___ TEXTE FOURNI
Russie politics
Flynn, Sessions, Crimée: intensification
de la chasse aux sorcières aux Etats
Unis
Karine Bechet-Golovko
Mercredi 15 février 2017
La politique aux Etats Unis ne cesse de
surprendre: à croire que ce pays est
devenu une colonie de la Russie et
qu'elle cherche son indépendance.
Etrange renversement de situation. Il
est impossible d'ouvrir un journal sans
un gros titre en première page sur
l'influence de la Russie dans les
mécanismes politiques américains, sans
dénigrement de la politique
présidentielle américaine, sans analyse
de la perte de statut des Etats Unis.
Auditions, fuites organisées dans la
presse, valse des officiels
s'enchaînent, mettant le système
politico-institutionnel américain face à
son impossibilité d'intégrer une
alternance réelle du pouvoir. Mais
pourquoi la Russie se retrouve-t-elle au
centre de ce tourbillon, qui finalement
ne la concerne qu'indirectement?
L'attaque portée contre l'image de D.
Trump par la presse soutenant le système
néolibéral globaliste, c'est-à-dire
l'essentiel de la presse américaine,
dégrade en même temps l'image de la
fonction présidentielle et donc du pays.
Par exemple, un tel article dans le
Washington Post ne peut être publié sans
"effets collatéraux" significatifs:
Mais
l'attaque ne s'arrête pas à l'individu,
elle touche également toute son équipe.
L'agrément du Congrès acquis avec
difficulté pour les membres aujourd'hui
en poste, est maintenant remis en
question grâce à un système de
surveillance illégale demandé par
l'administration Obama et dont le
service après-vente est assuré par une
collaboration plus qu'étroite entre la
presse et les services secrets, pour
faire de l'équipe de Trump un groupe au
service de la Russie. Le jeu de quille
est ouvert.
______
### ÉNONCÉ A
Traduisez en anglais la phrase suivante du texte sur la politique américaine : « Mais l'attaque ne s'arrête pas à l'individu, elle touche également toute son équipe. »
### ÉNONCÉ B
Poursuivez le texte sur la politique américaine à partir de sa dernière phrase.
___ DONNÉES
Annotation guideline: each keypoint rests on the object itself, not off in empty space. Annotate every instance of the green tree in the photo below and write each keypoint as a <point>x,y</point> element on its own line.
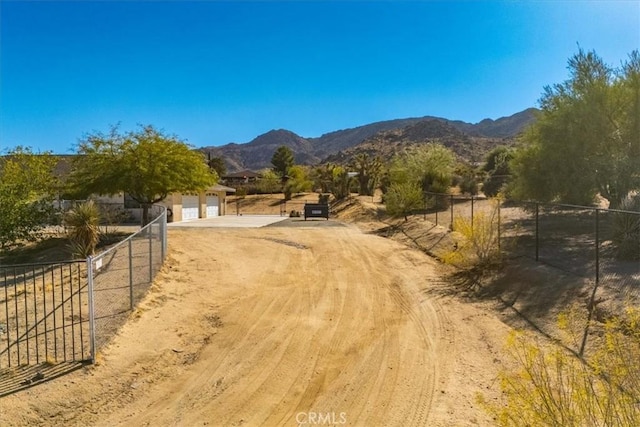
<point>27,190</point>
<point>431,166</point>
<point>403,198</point>
<point>146,164</point>
<point>497,169</point>
<point>282,160</point>
<point>586,139</point>
<point>369,171</point>
<point>298,181</point>
<point>269,182</point>
<point>340,182</point>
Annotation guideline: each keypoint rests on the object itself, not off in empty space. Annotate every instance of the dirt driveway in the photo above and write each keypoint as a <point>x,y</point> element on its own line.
<point>284,326</point>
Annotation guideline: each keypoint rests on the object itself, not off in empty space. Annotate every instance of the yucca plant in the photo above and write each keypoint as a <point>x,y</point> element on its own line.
<point>82,228</point>
<point>626,228</point>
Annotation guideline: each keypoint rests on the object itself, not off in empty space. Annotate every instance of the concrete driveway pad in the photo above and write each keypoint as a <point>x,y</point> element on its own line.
<point>231,221</point>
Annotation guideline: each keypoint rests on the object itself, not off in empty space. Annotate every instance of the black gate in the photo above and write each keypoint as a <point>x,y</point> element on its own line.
<point>44,314</point>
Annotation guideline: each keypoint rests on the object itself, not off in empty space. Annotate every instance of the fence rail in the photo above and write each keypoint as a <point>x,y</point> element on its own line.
<point>67,311</point>
<point>44,314</point>
<point>582,240</point>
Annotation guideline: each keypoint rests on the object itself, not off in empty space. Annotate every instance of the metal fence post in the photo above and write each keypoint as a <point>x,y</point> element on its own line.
<point>163,235</point>
<point>471,214</point>
<point>92,317</point>
<point>499,225</point>
<point>451,203</point>
<point>150,231</point>
<point>537,231</point>
<point>130,274</point>
<point>597,246</point>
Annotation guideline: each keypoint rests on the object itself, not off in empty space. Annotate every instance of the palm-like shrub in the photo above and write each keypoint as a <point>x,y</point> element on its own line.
<point>626,229</point>
<point>82,224</point>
______
### RÉPONSE RÉDIGÉE A
But the attack does not stop at the individual; it also affects his entire team.

### RÉPONSE RÉDIGÉE B
Le
conseiller de D. Trump sur la sécurité,
M. Flynn a été conduit à démissionner
pour ses contacts avec l'ambassadeur
russe. Les
services secrets ont mis sur écoute
les membres de l'équipe de Trump lors de
la campagne et jusqu'à la prise de
fonction, c'est-à-dire même après la
victoire de D. Trump. Ce qui étrangement
ne semble soulever aucune question quant
à la légalité de la pratique, l'époque
du Water Gate est bien loin. Or, après
la victoire de D. Trump, M. Flynn est
entré en contact, soit directement, soit
par téléphone, avec un nombre conséquent
de personnalités afin de préparer la
transmission du pouvoir. Uniquement sa
conversation avec l'ambassadeur russe
aux Etats Unis lui est reprochée; alors
qu'il discutait de l'extradition des 35
diplomates russes et peut être d'une
possible levée des sanctions contre la
Russie. Pour justifier le caractère
illégal de cette démarche devant
conduire à la démission de
Flynn, les américains sont allés
rechercher une veille législation, la
loi
Logan de 1799 (qui au fait n'a
jamais été appliquée) interdisant aux
personnes privées de mener des
négociations au nom des Etats Unis avec
des Gouvernements étrangers. Or, Flynn
faisait partie de l'équipe de Trump et
allait entrer en fonction, il n'a fait
que son travail, comme tous ses
prédécesseurs. M. Flynn a avoué n'avoir
pas pu, dans la précipitation des
évènements, rendre compte dans tous les
détails des centaines de conversations
qu'il a eu, D. Trump reconnait ensuite
avoir été mis au courant mais a demandé
une enquête supplémentaire. Finalement,
il a bien du le lacher sous la pression
médiatique, qui d'ailleurs ne retombe
pas, si l'on en croit l'article du
New York Times mettant en doute la
réalité des paroles de Trump. Le plus
amusant est que ces
écoutes ont été le fait de
l'Administration Obama et que c'est le
conseiller du nouveau Président qui paie
les pots. Il y a un renversement de
situation assez cocasse.
Suite
à cette "grande victoire" des opposants
à Trump, le combat se renforce. Même la
presse française, atlantiste à souhait
lorsqu'il ne s'agit pas de Trump, se
demande qui sera le suivant à tomber et
d'invoquer le Kremlingate, qu'ils
tentent tellement d'importer en France.
Le
suivant sur la liste est l'Attorney
General Jeff Sessions. Il a été mis sur
le grill pour une interrogation très
général: est-il suffisamment indépendant
de la Russie pour s'occuper de la
justice américaine? L'attaque, cette
fois-ci, n'a pas porté, pas encore du
moins, si l'on en croit cet article du
New York Times:
Attorney General Jeff Sessions faced
growing pressure on Tuesday to remove
himself from any role in investigating
President Trump’s aides and their
relationship with Russia, but advisers
to Mr. Sessions said he saw no need to
do so.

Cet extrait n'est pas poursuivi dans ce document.